• **WHAT NEEDS TO BE DONE**:
Every record should be written out exactly, please.

• **MATERIAL FOR THE TASK**:
+-------+
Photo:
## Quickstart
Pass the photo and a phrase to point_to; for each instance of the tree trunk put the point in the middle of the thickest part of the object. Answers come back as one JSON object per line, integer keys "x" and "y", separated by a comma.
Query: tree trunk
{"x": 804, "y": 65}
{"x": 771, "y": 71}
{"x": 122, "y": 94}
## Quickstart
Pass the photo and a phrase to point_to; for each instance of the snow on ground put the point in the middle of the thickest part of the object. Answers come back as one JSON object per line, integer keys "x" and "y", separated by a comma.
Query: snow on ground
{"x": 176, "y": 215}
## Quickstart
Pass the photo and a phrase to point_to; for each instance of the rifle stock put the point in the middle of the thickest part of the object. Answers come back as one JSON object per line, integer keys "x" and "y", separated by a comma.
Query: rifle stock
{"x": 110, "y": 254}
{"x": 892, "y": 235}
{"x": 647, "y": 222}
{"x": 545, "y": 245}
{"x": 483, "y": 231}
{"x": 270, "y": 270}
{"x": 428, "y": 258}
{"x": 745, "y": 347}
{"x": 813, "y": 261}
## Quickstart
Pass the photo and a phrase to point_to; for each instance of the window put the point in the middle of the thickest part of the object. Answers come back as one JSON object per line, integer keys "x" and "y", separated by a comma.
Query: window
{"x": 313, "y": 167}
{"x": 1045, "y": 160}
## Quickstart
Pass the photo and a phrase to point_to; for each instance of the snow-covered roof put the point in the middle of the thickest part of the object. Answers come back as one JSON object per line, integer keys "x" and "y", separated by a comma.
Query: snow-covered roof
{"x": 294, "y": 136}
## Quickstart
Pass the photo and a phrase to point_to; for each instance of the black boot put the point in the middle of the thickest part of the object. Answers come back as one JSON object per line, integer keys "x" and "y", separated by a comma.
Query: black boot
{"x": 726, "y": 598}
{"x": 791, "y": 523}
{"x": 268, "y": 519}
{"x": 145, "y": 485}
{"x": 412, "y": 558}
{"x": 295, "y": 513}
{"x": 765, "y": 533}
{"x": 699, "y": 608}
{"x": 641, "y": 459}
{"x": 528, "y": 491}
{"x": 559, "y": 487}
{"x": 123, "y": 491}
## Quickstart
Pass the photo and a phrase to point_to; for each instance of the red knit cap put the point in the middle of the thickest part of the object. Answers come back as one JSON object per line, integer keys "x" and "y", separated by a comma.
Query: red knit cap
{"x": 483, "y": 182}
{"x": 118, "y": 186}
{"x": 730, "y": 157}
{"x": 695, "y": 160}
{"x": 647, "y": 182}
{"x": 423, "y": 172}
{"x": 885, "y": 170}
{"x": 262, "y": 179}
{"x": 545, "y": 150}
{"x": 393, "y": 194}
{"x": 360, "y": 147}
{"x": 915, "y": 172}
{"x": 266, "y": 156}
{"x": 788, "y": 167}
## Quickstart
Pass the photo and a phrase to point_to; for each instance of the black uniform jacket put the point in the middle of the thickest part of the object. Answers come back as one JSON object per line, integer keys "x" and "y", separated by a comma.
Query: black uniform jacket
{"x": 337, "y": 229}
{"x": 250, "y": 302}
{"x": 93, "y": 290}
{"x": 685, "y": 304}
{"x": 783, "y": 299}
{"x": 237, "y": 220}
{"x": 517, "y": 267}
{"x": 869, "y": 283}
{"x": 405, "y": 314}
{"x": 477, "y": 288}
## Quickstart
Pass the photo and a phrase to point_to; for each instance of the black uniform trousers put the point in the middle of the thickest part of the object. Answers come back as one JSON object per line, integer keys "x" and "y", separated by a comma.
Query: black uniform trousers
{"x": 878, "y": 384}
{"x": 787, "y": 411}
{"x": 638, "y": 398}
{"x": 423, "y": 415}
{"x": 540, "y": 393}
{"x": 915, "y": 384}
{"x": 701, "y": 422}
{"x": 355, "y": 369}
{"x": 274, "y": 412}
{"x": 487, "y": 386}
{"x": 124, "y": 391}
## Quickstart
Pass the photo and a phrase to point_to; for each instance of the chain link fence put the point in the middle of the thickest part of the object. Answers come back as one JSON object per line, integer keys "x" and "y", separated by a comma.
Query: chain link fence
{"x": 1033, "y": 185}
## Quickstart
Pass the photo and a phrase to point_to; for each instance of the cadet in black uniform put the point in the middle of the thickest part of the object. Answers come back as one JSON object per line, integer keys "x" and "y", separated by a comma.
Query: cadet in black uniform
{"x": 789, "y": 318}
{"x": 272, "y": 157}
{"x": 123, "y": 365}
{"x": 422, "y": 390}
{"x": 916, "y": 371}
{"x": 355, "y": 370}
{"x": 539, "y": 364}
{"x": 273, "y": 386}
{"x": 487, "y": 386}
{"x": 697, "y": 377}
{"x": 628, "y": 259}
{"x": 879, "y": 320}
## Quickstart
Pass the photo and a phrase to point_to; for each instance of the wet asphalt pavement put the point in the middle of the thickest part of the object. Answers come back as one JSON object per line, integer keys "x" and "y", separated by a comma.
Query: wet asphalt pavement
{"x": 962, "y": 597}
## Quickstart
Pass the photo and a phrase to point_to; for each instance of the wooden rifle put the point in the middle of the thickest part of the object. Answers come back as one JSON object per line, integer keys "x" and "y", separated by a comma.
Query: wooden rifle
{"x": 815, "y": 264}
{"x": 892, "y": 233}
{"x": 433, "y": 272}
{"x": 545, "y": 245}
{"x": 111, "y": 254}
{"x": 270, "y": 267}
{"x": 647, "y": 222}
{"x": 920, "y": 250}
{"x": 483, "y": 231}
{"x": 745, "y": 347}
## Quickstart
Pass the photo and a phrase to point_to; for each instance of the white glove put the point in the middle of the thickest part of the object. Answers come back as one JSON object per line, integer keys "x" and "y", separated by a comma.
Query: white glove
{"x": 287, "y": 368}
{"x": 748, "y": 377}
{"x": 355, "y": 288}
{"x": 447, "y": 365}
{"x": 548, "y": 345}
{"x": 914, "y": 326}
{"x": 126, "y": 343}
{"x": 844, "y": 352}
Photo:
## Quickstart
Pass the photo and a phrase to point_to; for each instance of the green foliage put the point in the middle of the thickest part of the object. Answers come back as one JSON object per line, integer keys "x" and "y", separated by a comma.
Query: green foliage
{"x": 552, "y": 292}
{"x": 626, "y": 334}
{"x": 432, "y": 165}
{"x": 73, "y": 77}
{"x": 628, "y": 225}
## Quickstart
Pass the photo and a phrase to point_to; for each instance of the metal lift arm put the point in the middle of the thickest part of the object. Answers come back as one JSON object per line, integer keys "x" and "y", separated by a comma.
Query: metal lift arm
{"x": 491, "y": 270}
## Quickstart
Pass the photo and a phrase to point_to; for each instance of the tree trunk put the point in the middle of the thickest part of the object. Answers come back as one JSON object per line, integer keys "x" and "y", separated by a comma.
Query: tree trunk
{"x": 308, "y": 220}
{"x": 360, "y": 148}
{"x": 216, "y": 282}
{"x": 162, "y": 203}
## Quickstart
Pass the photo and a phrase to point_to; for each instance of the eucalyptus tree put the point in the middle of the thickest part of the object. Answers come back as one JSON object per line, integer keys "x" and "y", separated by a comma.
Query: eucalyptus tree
+-------+
• **EXERCISE SOLUTION**:
Photo:
## Quickstart
Pass the photo and a phrase to point_to; for each instance of the tree trunk put the point in the middle of the thickest part of the object. Answers come back as one JSON object per line, integer keys "x" and "y", separated by a comma.
Query: tree trunk
{"x": 804, "y": 65}
{"x": 771, "y": 71}
{"x": 122, "y": 94}
## Quickstart
Pass the photo and a phrase to point_to; for each instance of the snow on ground put the point in the middle of the thickest part of the object. Answers come back as one JSON object per line, integer keys "x" and "y", separated by a comma.
Query: snow on ground
{"x": 176, "y": 215}
## Quickstart
Pass the photo and a phrase to point_to; for each instance of the rifle stock put the point in the middle of the thickest part of the object. Answers come back as one JSON object per line, integer keys "x" and "y", separated by a comma.
Query: rifle stock
{"x": 110, "y": 254}
{"x": 892, "y": 235}
{"x": 647, "y": 222}
{"x": 545, "y": 245}
{"x": 483, "y": 231}
{"x": 270, "y": 270}
{"x": 428, "y": 258}
{"x": 745, "y": 347}
{"x": 813, "y": 261}
## Quickstart
Pass the photo and a phrase to point_to; for each instance of the window put the point in the middle of the thickest part of the object. Answers come back as one JSON object per line, integer keys "x" and "y", separated by a comma.
Query: window
{"x": 313, "y": 167}
{"x": 1045, "y": 160}
## Quickstart
Pass the photo and a phrase to point_to; for each instance of the snow-covered roof put the point in the middle of the thickest part of the object. Answers come back as one JSON object per line, integer keys "x" and "y", separated by a comma.
Query: snow-covered roof
{"x": 294, "y": 136}
## Quickstart
Pass the photo and a phrase to point_to; for each instance of the black boot put the point in the middle of the thickest part of the object. Answers come back as one JSON object per line, integer keys "x" and "y", separated by a comma.
Query: black boot
{"x": 726, "y": 598}
{"x": 791, "y": 523}
{"x": 268, "y": 519}
{"x": 145, "y": 485}
{"x": 412, "y": 558}
{"x": 295, "y": 513}
{"x": 765, "y": 533}
{"x": 699, "y": 608}
{"x": 641, "y": 459}
{"x": 528, "y": 491}
{"x": 559, "y": 487}
{"x": 123, "y": 491}
## Quickstart
Pass the photo and a phrase to point_to; for each instance of the red knit cap put the point in the middle of the thickest part of the object. Answers come back as one JSON object per line, integer keys "x" and "y", separated by a comma.
Query: red knit cap
{"x": 483, "y": 182}
{"x": 118, "y": 186}
{"x": 730, "y": 157}
{"x": 695, "y": 160}
{"x": 647, "y": 182}
{"x": 423, "y": 172}
{"x": 885, "y": 170}
{"x": 262, "y": 179}
{"x": 545, "y": 150}
{"x": 393, "y": 194}
{"x": 360, "y": 147}
{"x": 915, "y": 172}
{"x": 266, "y": 156}
{"x": 788, "y": 167}
## Quickstart
Pass the photo and a phrase to point_to; for each instance of the black uniform jacket put the point in the middle of the thickest part of the object. Answers come back as one JSON object per line, integer keys "x" and "y", separated by a comma.
Query: black uniform jacket
{"x": 337, "y": 229}
{"x": 250, "y": 302}
{"x": 93, "y": 290}
{"x": 685, "y": 304}
{"x": 783, "y": 299}
{"x": 237, "y": 220}
{"x": 517, "y": 267}
{"x": 869, "y": 283}
{"x": 405, "y": 314}
{"x": 477, "y": 288}
## Quickstart
Pass the photo and a phrase to point_to; for each instance of the black uniform trousers put the point in the middle of the thickest part of the object. Answers come back as one JSON object per line, integer keys "x" and "y", separated by a comma.
Query: black uniform trousers
{"x": 878, "y": 384}
{"x": 787, "y": 411}
{"x": 638, "y": 398}
{"x": 423, "y": 415}
{"x": 540, "y": 393}
{"x": 915, "y": 384}
{"x": 701, "y": 422}
{"x": 355, "y": 369}
{"x": 274, "y": 412}
{"x": 487, "y": 386}
{"x": 124, "y": 391}
## Quickstart
Pass the photo and a phrase to point_to; for each instance of the chain link fence put the point in the middle of the thickest part of the object. Answers come back as one JSON object per line, integer keys "x" and "y", separated by a comma.
Query: chain link fence
{"x": 1033, "y": 185}
## Quickstart
Pass the photo and a phrase to point_to; for each instance of the cadet in black uniform put the point in the middle of the thickest part of the object. Answers come back as one JSON object per line, integer keys "x" and "y", separated by a comma.
Query: cadet in black uniform
{"x": 789, "y": 318}
{"x": 272, "y": 157}
{"x": 123, "y": 365}
{"x": 422, "y": 390}
{"x": 916, "y": 371}
{"x": 355, "y": 370}
{"x": 539, "y": 364}
{"x": 273, "y": 386}
{"x": 487, "y": 386}
{"x": 697, "y": 377}
{"x": 628, "y": 259}
{"x": 879, "y": 320}
## Quickstart
Pass the photo and a phrase to point_to; for each instance of the wet asphalt pavement put the point in the middle of the thickest part of the object. Answers come back as one JSON object per line, integer keys "x" and "y", separated by a comma.
Query: wet asphalt pavement
{"x": 962, "y": 597}
## Quickstart
Pass the photo and a phrase to point_to; for each instance of the wooden rifle put the point in the middle of the thickest part of the object. Answers come back as one JSON object per line, integer keys "x" and "y", separated by a comma.
Query: wooden rifle
{"x": 815, "y": 264}
{"x": 892, "y": 233}
{"x": 433, "y": 272}
{"x": 545, "y": 245}
{"x": 111, "y": 254}
{"x": 270, "y": 267}
{"x": 647, "y": 222}
{"x": 920, "y": 250}
{"x": 483, "y": 231}
{"x": 745, "y": 347}
## Quickstart
Pass the photo and a phrase to point_to; for each instance of the white glove put the point in the middle of the thickest part of the object. Answers come back as one JSON object per line, integer keys "x" and "y", separated by a comma.
Query: white glove
{"x": 287, "y": 368}
{"x": 748, "y": 377}
{"x": 355, "y": 288}
{"x": 447, "y": 365}
{"x": 548, "y": 345}
{"x": 914, "y": 326}
{"x": 126, "y": 343}
{"x": 844, "y": 352}
Photo:
## Quickstart
Pass the photo and a phrase to point_to; for each instance of the green foliage put the point in the middle of the thickest part of the object. Answers come back as one JSON object per line, integer keys "x" and "y", separated by a comma.
Query: green foliage
{"x": 552, "y": 292}
{"x": 626, "y": 334}
{"x": 432, "y": 165}
{"x": 73, "y": 77}
{"x": 628, "y": 225}
## Quickstart
Pass the photo and a phrase to point_to; for each instance of the metal lift arm put the point in the middle of the thickest part of the object. Answers come back as one JSON object per line, integer keys "x" and "y", separated by a comma.
Query: metal lift arm
{"x": 491, "y": 270}
## Quickstart
Pass the photo and a phrase to point_to; for each instance of the tree trunk put the point in the middle of the thickest part of the object. Answers come back as one JSON object per line, integer keys "x" and "y", separated by a comma.
Query: tree trunk
{"x": 308, "y": 220}
{"x": 360, "y": 148}
{"x": 216, "y": 282}
{"x": 162, "y": 203}
## Quickstart
Pass the photo and a phrase to point_to; for each instance of the eucalyptus tree put the point in the middle of the thickest part of the object. Answers come back as one JSON object per line, integer keys "x" and "y", separated by a comma.
Query: eucalyptus tree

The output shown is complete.